> [ENTRIES PROVIDED]:
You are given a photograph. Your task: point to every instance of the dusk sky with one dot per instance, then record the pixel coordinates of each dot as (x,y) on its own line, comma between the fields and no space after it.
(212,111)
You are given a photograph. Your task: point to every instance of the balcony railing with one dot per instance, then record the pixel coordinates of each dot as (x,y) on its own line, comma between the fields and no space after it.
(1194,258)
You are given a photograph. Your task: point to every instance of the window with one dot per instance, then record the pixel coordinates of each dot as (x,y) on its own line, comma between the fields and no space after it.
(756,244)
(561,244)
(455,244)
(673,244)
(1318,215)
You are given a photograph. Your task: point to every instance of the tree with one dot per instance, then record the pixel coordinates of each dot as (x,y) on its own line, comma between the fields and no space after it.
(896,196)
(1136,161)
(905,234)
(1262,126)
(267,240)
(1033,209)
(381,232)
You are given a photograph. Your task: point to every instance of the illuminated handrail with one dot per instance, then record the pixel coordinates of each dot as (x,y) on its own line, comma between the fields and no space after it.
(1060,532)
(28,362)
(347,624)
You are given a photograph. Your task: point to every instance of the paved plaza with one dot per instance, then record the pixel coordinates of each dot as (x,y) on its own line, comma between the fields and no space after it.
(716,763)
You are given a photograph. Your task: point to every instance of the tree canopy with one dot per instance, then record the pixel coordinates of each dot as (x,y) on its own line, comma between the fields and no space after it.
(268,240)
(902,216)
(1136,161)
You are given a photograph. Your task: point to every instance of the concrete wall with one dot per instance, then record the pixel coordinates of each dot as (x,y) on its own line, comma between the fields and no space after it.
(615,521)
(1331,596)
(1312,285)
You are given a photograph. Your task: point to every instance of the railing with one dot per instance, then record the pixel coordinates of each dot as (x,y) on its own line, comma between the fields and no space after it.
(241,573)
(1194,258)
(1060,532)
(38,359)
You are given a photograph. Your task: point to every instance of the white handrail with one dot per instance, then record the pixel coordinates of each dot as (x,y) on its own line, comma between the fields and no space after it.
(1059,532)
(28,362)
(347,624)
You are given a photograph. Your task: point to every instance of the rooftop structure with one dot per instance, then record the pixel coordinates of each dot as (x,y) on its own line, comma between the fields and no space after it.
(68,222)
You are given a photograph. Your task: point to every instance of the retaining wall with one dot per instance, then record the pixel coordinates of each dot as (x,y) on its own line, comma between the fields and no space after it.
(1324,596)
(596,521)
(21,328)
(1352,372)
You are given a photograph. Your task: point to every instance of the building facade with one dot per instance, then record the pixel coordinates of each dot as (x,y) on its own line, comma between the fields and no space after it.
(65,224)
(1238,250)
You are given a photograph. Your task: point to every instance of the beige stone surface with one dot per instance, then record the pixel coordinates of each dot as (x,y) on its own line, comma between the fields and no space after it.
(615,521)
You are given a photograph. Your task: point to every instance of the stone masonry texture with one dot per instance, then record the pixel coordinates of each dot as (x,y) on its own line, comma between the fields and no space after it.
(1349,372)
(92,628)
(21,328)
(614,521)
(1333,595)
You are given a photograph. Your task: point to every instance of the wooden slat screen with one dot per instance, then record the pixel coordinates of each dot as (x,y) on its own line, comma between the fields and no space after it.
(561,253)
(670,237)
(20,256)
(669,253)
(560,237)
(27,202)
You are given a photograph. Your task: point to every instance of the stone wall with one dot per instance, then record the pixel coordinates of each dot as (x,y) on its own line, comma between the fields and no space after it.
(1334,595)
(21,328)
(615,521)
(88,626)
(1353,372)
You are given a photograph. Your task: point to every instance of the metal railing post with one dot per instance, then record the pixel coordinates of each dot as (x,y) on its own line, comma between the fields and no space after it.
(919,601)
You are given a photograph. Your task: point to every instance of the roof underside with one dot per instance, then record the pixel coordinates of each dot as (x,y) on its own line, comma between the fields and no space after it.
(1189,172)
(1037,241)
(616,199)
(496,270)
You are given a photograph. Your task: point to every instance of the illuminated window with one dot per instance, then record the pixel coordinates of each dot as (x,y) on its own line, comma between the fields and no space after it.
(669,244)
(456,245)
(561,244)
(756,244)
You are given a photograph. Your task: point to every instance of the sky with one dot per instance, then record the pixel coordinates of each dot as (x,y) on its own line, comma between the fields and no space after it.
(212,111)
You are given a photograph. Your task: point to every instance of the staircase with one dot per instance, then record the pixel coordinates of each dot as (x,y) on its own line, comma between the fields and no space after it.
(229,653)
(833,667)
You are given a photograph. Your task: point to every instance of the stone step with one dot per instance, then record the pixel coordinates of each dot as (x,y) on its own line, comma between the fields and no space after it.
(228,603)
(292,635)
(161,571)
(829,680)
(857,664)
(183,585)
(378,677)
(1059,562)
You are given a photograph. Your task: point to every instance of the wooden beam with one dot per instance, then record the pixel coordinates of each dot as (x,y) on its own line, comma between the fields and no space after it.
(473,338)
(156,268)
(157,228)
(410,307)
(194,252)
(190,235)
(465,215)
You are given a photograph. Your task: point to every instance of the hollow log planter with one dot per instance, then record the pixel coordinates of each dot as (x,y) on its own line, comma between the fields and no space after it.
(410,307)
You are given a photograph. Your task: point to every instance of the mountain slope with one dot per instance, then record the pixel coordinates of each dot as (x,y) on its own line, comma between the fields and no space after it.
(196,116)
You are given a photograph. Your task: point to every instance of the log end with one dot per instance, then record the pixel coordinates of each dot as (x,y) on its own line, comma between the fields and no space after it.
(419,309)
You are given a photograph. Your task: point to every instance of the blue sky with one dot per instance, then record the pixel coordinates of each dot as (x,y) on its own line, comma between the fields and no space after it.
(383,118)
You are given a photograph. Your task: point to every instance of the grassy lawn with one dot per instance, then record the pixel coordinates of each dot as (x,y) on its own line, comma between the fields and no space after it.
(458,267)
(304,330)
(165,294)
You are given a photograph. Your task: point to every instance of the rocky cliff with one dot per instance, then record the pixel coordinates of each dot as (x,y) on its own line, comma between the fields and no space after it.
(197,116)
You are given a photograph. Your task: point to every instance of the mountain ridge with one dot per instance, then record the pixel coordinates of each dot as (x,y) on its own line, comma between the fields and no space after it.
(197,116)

> [WHAT TO DO]: Please print the whole of the material verbatim.

> [RESPONSE AREA]:
You are given a photograph. Your task: point to every instance of the dusk sky with one dot per instance, then record the pixel coordinates of each dot as (x,y) on its own line, comma between the fields and no space after it.
(212,111)
You are given a photograph. Your task: point to every instance of the balcony railing with one dot per instance, then record the pixel coordinates of each dot as (x,y) on its own line, comma between the fields and no space after it.
(1194,258)
You are given a photograph. Your task: point to every instance of the window with one dot per instance, then record the pixel coordinates of each dot as (x,y) on its own line, comma between the fields and no space after it.
(756,244)
(561,244)
(455,244)
(673,244)
(1318,215)
You are given a photograph. Your task: point to every instance of the tree with one dot per instance, then record the pixel coordinates of each dot as (x,y) on its own line, comma between the fields and no space after it.
(896,196)
(1136,161)
(905,234)
(1262,126)
(267,240)
(1033,209)
(381,232)
You are given a photograph. Your task: point to every instance of the illuminated handrail with one dot per instance, then record the pixel coordinates of each dot as (x,y) on its own line, comma between the fields and no space after it.
(1060,532)
(28,362)
(347,624)
You are given a photograph. Your task: point to every instance of the paved plaza with one dot per instance, then record the pixel coordinates of each dot as (x,y) on its own line, comma between the fields and no space after it.
(716,763)
You are given a photograph. Your task: point to every instance of the tree canopy with one dot per instance, then record the pixel coordinates of each dot as (x,y) on its own line, comma between the fields and no space after it.
(268,240)
(902,216)
(1136,161)
You are given a photograph. Your task: point to every instance of the concrete wall with one dot per instance, then record the pixel coordinates of each dot as (x,y) on its own line, comma between the fields and no space after it.
(615,521)
(1331,596)
(1312,285)
You are given a photograph. Your task: point to every instance of the railing with one dot per instance, then record the pixel coordinates of each dot as (x,y) on its own line, comma between the fields and no space after it.
(241,573)
(1194,258)
(1060,532)
(38,359)
You are given a photograph. Your task: point to every instance of the white handrail with one dot per instance, then record the pixel coordinates of each dot as (x,y) on its own line, comma between the fields and no space after it.
(1059,532)
(28,362)
(347,624)
You are given a photograph. Your task: point to every instance of the rooftop structure with one dot per instance, then record the pixel coordinates of each dot as (x,y) on its own line, comma between the fields and no space after it.
(68,222)
You are given a photograph. Your task: point to every instance of the retaining wall with one dot per instance, then record the pixel coordinates of each dot as (x,y) on its own line, comma between the fields and no space after it.
(1324,596)
(596,521)
(21,328)
(1352,372)
You are given a photograph. Your task: point to every instance of the building facade with one dot per instance, then record the pixel coordinates of each dot as (x,y) on its own line, comma between the fields and no space after it.
(65,224)
(1238,250)
You are given a photograph. Your task: point to every instance of the beige stone surface with one dot per instance, then record the pixel coordinates of each dot as (x,y) on its own line, comma between the fields and no space after it.
(615,521)
You are given a photograph. Your task: point to every instance of the stone masonry texture with one dot per instance, then record the pixel coordinates of each dot as (x,y) on its own line, comma between the fields and no space after it.
(1349,372)
(92,628)
(21,328)
(614,521)
(1333,595)
You are given a photograph. Your task: point to every instance of the wooden slat screen with one dot per instance, then record the pixel coordinates of each dot as (x,y) on its own line, comma between the fields and no space after it.
(561,253)
(670,237)
(20,256)
(669,253)
(560,237)
(27,202)
You are given a photograph. Your task: point to every instance of the stone wall with one dot per instance, then record the pixel coordinates of each dot as (x,y) on its own line, comma between the fields and no space after it.
(1334,595)
(21,328)
(615,521)
(88,626)
(1353,372)
You are given a photograph. Your task: point to every instance of the metal railing post with one dot per instance, then record the pixel coordinates of each dot as (x,y) on its own line, comma between the fields and no space after it.
(919,601)
You are given a photograph. Your task: point to every instance of the roof underside with one dot per instance, then record the pixel coordinates of each dot as (x,y) on its own line, comma between the fields and no space after it.
(1189,172)
(1037,241)
(616,199)
(496,270)
You are given a photograph. Your task: point to every instance of the illuminated window with one dot per instance, then record the pixel coordinates of each dot as (x,y) on its own line, comma between the fields and no space after it.
(669,244)
(456,245)
(561,244)
(756,244)
You are given a photograph. Your task: point to every instance of the sky with one dot per instance, then record the pixel coordinates of each dot as (x,y) on its own line, comma between the fields and no space after it.
(212,111)
You are given a photograph. Your task: point to every instance of the staircase with one dot per instance, then record the pixel coordinates of each dot as (x,y) on its own line, comma between the fields and no space after it.
(229,653)
(833,667)
You are given a photograph. Your task: point to every instance of the stone step with one dot per instance, then record the pixel coordinates of each dot as (x,y) on its own line, comma between the fields and no space after it.
(228,603)
(292,635)
(161,571)
(829,680)
(857,664)
(183,585)
(378,677)
(1059,562)
You are given a photograph. Your task: point to every instance of the wooden beam with one dot per instance, then record the pixel coordinates of each dot as (x,y) on its own line, comma between the fields and no space after it.
(473,338)
(156,268)
(157,228)
(410,307)
(194,252)
(190,235)
(465,215)
You are given a photograph. Your task: point to every instance of the hollow log planter with one dot per instance, then record the pixel coordinates of each dot as (x,y) on its own line, comma between the fields and no space after it.
(410,307)
You are given a photograph. Your task: point to every instance of the mountain slope with one dot per instance, then record the pixel coordinates of each dot as (x,y) on its own line, comma between the fields and no space after it.
(196,116)
You are given a photograph. Your task: point to every instance of the log end with one dot per instance, then record the pixel coordinates of each dot as (x,y) on its own line, comma between the fields and no space after it.
(419,309)
You are given a photograph. Your task: point to every instance of the blue sky with one dot per instance, then record the pixel coordinates of each dot as (x,y) on its own line, comma between the fields and no space after it.
(383,118)
You are given a photograph. Your task: point to every instance of the grassy lawn with one dot per instance, then record the pixel coordinates of each dot as (x,y) on its own line, comma between the fields and no space after it.
(458,267)
(304,330)
(165,294)
You are given a photograph. Your task: point to every instance of the rocky cliff with one dot per instance, then record the pixel coordinates of each dot as (x,y) on its own line, comma between the fields and no space after it.
(197,116)
You are given a photograph. Your task: point to every instance of the mountain ridge with one dot per instance, then record the pixel coordinates of each dot as (x,y) on its own line, comma between the fields and no space after it.
(197,116)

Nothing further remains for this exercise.